TASK TO COMPLETE >> Can you transcribe every record below exactly as it appears?

——————

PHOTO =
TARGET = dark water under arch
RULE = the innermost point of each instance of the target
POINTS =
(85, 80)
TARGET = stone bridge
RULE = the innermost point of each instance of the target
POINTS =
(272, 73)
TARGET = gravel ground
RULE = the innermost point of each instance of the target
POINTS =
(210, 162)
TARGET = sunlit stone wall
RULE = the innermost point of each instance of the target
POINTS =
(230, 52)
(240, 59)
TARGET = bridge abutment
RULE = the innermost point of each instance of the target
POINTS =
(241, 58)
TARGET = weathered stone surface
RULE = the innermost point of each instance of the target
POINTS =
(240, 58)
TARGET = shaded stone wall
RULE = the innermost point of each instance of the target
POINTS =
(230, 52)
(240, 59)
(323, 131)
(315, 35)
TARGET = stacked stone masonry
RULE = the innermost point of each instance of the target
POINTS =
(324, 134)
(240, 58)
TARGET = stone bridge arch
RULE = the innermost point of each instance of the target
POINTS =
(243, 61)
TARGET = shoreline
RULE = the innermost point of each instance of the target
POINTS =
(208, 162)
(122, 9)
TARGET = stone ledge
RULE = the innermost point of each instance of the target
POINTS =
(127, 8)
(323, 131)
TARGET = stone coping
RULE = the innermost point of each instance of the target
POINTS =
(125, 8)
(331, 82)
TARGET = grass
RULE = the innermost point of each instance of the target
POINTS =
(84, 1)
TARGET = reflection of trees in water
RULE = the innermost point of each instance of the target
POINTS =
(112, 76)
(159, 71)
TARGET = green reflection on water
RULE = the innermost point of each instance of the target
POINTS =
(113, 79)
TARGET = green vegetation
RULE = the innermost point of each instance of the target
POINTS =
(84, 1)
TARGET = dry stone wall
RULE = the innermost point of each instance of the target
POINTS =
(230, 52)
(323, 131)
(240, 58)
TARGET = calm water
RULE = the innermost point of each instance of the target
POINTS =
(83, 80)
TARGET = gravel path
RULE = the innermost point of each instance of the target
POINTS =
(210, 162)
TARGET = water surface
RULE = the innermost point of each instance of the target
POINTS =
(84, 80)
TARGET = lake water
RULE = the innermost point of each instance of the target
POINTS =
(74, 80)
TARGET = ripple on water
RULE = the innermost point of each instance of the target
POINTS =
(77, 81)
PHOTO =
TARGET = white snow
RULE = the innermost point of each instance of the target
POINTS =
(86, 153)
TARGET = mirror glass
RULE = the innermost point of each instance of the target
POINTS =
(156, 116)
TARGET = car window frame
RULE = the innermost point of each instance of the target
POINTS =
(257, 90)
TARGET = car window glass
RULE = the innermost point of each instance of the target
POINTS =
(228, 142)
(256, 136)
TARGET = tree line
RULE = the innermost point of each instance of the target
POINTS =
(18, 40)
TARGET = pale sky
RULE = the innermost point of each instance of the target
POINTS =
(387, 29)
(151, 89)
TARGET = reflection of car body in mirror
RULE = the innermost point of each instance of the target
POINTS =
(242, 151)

——————

ANSWER TO THE EXERCISE >>
PHOTO =
TARGET = dark water under arch
RULE = the innermost point of each instance of the target
POINTS =
(85, 80)
TARGET = stone bridge
RULE = the innermost point of each instance of the target
POINTS =
(272, 73)
TARGET = gravel ground
RULE = the innermost point of each instance of the target
POINTS =
(210, 162)
TARGET = sunlit stone wall
RULE = the innermost point of each instance of the target
POINTS =
(230, 52)
(240, 59)
TARGET = bridge abutment
RULE = the innermost point of each instance of the target
POINTS =
(241, 58)
TARGET = weathered stone surface
RULE = the innermost point of each instance of the target
POINTS =
(240, 58)
TARGET = shaded stone wall
RULE = the innermost point of each instance of the target
POINTS =
(230, 52)
(240, 59)
(323, 131)
(315, 35)
TARGET = stacked stone masonry
RULE = the innermost point of each instance of the target
POINTS =
(324, 134)
(240, 58)
TARGET = stone bridge arch
RULE = the innermost point of each instance of the target
POINTS =
(243, 61)
TARGET = shoreline
RULE = the innermost point of each instance of the target
POINTS =
(208, 162)
(122, 9)
TARGET = stone ledge
RULE = the innermost point of each instance of the target
POINTS =
(127, 8)
(323, 131)
TARGET = stone coping
RULE = the innermost point of each instance of the target
POINTS =
(125, 8)
(331, 82)
TARGET = grass
RULE = the innermost point of each instance of the target
POINTS =
(84, 1)
TARGET = reflection of trees in water
RULE = the innermost point of each instance of the target
POINTS =
(112, 76)
(159, 71)
TARGET = green reflection on water
RULE = the innermost point of each instance of the target
POINTS =
(113, 79)
TARGET = green vegetation
RULE = the innermost point of each instance of the target
POINTS =
(84, 1)
TARGET = dry stone wall
RULE = the innermost point of each instance of the target
POINTS =
(230, 52)
(323, 131)
(240, 58)
TARGET = calm water
RULE = the innermost point of each instance of the target
POINTS =
(83, 80)
TARGET = gravel path
RULE = the innermost point of each instance of the target
POINTS =
(210, 162)
TARGET = water surface
RULE = the innermost point of each instance of the target
POINTS =
(84, 80)
TARGET = lake water
RULE = the innermost point of each instance of the target
POINTS =
(74, 80)
TARGET = ripple on water
RULE = the innermost point of each instance of the target
POINTS =
(77, 81)
PHOTO =
TARGET = white snow
RULE = the innermost point of each instance of the target
POINTS =
(86, 153)
TARGET = mirror glass
RULE = the innermost point of each instance of the target
POINTS =
(156, 116)
TARGET = car window frame
RULE = the innermost point of each instance of the target
POINTS =
(257, 90)
TARGET = car window glass
RULE = the innermost point of each instance of the target
POINTS =
(228, 142)
(256, 136)
TARGET = tree line
RULE = the innermost point of each instance of the target
POINTS =
(18, 40)
TARGET = pale sky
RULE = the innermost point of each instance of the target
POINTS =
(387, 29)
(151, 89)
TARGET = reflection of car body in mirror
RULE = the innermost point of each instance of the target
POINTS =
(242, 151)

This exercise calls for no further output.